— Aim of the task —
Format the listing below as a two-column CSV with the headers "query" and "points". Begin at the line that has "Where can you spot the green foliage" and stop after the line that has "pixel 925 761". Each text line and the point lines beneath it form one row, with every field quoted and line breaks replaced by spaces.

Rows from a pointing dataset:

^^^^^^^^

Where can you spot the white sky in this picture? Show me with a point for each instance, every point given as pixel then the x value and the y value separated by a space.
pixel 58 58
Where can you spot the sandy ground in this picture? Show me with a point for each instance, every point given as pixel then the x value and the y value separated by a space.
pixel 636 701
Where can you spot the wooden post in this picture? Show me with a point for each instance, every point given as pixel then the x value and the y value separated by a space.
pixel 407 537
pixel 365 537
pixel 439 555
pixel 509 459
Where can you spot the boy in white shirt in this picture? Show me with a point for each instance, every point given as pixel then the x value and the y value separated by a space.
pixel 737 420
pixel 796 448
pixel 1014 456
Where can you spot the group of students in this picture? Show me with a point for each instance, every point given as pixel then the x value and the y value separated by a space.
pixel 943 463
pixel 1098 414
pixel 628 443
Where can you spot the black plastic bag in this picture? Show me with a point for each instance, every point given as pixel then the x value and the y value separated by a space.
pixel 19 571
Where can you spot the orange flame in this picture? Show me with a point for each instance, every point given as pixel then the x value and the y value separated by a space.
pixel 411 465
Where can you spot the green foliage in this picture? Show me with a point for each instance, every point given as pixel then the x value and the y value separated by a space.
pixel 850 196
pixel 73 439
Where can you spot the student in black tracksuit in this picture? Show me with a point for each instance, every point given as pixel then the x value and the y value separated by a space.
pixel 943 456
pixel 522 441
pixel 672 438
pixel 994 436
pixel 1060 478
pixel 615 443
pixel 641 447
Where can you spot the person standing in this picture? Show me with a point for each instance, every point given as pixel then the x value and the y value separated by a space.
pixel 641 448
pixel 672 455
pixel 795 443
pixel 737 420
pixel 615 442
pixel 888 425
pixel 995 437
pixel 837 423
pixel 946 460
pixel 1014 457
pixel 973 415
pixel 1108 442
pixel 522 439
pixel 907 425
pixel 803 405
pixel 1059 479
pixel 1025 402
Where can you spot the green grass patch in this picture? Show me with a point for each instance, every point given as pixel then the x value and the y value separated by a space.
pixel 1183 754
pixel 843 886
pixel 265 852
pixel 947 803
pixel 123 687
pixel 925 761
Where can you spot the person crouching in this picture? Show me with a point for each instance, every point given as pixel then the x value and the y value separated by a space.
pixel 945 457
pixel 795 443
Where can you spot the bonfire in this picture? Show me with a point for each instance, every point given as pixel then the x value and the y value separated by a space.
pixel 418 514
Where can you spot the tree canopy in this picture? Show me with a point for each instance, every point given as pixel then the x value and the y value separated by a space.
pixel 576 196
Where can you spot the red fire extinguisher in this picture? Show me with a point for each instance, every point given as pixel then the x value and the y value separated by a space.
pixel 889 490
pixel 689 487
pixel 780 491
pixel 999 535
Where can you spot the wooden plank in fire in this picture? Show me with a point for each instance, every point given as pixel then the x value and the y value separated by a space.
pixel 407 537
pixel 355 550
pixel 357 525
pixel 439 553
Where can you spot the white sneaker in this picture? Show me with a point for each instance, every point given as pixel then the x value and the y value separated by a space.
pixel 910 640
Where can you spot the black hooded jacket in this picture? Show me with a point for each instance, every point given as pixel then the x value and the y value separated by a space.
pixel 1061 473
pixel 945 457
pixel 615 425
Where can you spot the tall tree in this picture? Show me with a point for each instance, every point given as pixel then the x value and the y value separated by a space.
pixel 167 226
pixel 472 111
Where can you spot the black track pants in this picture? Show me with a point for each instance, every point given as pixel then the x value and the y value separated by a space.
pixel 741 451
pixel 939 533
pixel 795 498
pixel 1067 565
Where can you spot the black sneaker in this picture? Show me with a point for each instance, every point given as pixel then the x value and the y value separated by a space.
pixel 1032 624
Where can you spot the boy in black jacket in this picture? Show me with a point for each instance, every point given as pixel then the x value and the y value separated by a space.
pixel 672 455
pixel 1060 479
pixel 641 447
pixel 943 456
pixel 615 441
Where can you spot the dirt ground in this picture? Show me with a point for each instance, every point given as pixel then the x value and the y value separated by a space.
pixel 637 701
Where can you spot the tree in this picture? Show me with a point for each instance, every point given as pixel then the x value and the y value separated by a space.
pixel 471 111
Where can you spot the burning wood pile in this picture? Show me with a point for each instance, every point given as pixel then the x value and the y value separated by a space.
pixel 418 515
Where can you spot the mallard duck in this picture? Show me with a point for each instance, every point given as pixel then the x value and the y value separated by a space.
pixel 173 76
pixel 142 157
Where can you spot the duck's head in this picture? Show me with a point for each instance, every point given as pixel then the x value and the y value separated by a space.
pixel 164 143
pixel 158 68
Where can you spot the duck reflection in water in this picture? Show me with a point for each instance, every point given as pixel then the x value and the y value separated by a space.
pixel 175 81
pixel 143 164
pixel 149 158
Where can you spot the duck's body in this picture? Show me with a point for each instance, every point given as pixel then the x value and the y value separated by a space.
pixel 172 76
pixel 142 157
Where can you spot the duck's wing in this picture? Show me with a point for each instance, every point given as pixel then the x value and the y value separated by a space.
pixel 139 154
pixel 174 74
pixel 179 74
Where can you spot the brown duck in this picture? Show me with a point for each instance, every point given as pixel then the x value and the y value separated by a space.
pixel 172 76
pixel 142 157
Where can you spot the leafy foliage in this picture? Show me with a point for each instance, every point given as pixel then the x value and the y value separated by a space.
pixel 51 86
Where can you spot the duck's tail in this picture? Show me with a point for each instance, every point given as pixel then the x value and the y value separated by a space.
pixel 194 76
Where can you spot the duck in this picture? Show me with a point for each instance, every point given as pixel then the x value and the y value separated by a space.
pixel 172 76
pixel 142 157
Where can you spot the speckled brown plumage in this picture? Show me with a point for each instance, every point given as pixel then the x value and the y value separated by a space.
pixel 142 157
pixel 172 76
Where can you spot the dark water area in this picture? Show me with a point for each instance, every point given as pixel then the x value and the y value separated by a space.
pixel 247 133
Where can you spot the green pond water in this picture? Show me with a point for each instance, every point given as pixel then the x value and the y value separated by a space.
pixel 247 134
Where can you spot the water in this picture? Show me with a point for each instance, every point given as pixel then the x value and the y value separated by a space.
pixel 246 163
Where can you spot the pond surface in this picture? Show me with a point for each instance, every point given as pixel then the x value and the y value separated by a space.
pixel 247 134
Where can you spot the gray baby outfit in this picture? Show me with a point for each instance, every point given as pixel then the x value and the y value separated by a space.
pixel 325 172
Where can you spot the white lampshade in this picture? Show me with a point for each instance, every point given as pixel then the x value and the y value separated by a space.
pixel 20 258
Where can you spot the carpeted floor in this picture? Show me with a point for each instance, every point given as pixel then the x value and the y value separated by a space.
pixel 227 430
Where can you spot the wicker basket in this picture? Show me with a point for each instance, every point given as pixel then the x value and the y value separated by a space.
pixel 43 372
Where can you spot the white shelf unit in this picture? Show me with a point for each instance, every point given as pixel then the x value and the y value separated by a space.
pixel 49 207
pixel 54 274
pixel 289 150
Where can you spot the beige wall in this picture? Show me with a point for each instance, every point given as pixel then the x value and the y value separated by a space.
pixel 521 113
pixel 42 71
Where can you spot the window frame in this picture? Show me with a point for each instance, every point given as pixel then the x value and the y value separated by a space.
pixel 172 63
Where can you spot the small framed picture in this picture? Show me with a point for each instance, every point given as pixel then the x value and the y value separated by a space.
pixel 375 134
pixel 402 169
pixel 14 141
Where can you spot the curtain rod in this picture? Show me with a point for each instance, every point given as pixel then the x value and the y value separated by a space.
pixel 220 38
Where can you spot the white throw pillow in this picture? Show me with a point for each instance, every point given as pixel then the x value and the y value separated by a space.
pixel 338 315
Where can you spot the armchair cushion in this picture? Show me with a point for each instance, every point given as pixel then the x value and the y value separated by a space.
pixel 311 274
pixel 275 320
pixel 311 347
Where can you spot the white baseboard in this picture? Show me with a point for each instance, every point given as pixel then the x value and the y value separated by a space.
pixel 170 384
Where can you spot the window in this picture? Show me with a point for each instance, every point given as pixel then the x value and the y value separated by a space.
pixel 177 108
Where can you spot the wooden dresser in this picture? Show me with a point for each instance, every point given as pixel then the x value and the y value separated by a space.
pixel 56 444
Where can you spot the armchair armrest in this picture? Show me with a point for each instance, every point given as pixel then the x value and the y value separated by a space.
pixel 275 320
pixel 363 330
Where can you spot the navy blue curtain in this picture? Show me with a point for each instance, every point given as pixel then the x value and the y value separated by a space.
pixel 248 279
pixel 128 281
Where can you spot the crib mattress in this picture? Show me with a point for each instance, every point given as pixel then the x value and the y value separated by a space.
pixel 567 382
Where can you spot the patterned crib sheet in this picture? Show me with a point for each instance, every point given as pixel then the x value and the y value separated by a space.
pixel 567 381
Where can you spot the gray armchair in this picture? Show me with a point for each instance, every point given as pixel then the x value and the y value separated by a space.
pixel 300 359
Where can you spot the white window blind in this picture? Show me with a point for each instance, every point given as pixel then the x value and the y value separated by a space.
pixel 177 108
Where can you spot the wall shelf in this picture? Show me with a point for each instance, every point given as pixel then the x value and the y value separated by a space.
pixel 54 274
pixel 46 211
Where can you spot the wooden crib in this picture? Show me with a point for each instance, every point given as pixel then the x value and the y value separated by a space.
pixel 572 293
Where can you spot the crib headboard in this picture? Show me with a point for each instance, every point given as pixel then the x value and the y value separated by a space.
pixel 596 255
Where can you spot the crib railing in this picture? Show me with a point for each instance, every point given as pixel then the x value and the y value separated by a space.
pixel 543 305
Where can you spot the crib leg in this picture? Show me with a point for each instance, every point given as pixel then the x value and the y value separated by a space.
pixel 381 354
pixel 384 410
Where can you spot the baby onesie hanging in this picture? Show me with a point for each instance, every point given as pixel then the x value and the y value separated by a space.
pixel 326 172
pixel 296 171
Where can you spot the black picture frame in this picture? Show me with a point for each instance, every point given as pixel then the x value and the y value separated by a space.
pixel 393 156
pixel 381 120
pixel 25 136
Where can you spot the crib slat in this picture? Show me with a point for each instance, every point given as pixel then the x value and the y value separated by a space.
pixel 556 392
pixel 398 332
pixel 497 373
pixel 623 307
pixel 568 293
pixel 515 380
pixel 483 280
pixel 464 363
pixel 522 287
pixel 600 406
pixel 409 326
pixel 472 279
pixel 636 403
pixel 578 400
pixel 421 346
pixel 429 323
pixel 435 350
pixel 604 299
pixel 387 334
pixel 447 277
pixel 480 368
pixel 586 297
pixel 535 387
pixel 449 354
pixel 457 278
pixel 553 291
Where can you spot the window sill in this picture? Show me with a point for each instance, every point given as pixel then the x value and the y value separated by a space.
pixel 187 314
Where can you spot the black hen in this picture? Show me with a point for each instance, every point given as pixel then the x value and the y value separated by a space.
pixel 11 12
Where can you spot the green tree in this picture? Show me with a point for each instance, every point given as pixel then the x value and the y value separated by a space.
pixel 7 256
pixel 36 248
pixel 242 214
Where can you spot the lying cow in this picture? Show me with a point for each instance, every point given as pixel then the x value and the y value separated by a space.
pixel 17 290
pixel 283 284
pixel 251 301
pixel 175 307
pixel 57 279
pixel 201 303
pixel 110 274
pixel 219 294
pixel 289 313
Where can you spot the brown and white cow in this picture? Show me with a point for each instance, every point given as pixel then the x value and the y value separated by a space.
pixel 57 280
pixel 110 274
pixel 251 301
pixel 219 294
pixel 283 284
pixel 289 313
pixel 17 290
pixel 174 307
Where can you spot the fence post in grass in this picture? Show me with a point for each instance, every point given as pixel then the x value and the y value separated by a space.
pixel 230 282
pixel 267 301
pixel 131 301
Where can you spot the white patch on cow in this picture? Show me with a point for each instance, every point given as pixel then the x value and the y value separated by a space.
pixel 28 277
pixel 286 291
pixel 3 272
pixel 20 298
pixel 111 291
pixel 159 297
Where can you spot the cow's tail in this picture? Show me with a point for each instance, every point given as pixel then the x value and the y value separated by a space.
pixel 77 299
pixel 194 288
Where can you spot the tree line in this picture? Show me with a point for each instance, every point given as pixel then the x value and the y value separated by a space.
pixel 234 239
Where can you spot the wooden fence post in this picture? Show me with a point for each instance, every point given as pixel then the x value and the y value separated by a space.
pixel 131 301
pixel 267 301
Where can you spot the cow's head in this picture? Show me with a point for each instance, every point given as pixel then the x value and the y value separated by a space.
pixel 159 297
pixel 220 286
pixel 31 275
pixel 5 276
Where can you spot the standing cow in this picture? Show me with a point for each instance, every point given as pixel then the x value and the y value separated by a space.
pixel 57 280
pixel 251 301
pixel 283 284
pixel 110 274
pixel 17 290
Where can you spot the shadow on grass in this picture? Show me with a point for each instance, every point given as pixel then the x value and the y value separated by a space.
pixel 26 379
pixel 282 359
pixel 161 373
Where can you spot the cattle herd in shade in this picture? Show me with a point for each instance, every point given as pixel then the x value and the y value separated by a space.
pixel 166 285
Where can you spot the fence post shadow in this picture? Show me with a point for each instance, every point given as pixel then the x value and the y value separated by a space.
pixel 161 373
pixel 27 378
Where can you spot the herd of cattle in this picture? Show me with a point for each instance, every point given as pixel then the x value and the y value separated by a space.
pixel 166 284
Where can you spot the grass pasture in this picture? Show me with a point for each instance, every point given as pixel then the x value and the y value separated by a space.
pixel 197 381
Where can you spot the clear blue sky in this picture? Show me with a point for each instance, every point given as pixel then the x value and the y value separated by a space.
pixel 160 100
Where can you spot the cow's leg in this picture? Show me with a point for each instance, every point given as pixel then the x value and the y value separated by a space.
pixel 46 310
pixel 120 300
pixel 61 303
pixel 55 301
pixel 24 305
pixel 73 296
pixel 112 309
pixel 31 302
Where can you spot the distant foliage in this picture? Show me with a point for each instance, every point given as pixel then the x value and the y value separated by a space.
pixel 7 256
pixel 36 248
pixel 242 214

^^^^^^^^

— Answer —
query,points
"Where can you spot the green foliage in this picture? Show me with a point for each instance, every point given as pixel then the x value and the y value separated by a space.","pixel 850 196 pixel 73 439"
"Where can you spot the student in black tracksuit in this picture? Show me with a point for each instance, every point given as pixel then the x value and the y value separated by a space.","pixel 943 456 pixel 522 441 pixel 672 438 pixel 994 436 pixel 1060 478 pixel 615 443 pixel 641 447"
"Where can you spot the person standing in this picture? Show me with a point for each instance, every point given as pixel then the x value and the y value separated by a space.","pixel 641 448 pixel 672 455 pixel 795 443 pixel 737 420 pixel 615 442 pixel 888 425 pixel 995 437 pixel 837 423 pixel 946 460 pixel 1014 457 pixel 973 415 pixel 1108 442 pixel 522 439 pixel 907 425 pixel 803 405 pixel 1059 479 pixel 1025 402"
"Where can you spot the green grass patch in this picture? Show me with a point for each instance, every point given as pixel then the x value and the y value separated by a space.","pixel 1183 754 pixel 843 886 pixel 265 852 pixel 947 803 pixel 123 687 pixel 925 761"